▶ Exercise requirements
Copy, from the listing, every line in which the string "between" is present.

[Data to process]

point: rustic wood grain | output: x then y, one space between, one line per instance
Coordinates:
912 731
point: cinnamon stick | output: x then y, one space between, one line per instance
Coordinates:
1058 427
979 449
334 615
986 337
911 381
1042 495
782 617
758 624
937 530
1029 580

[/Data to process]

▶ Solution to the exercise
point: rustic wood grain | output: x then y, one space between, one line per instance
point: cinnamon stick | output: x then y, one space between, one line per instance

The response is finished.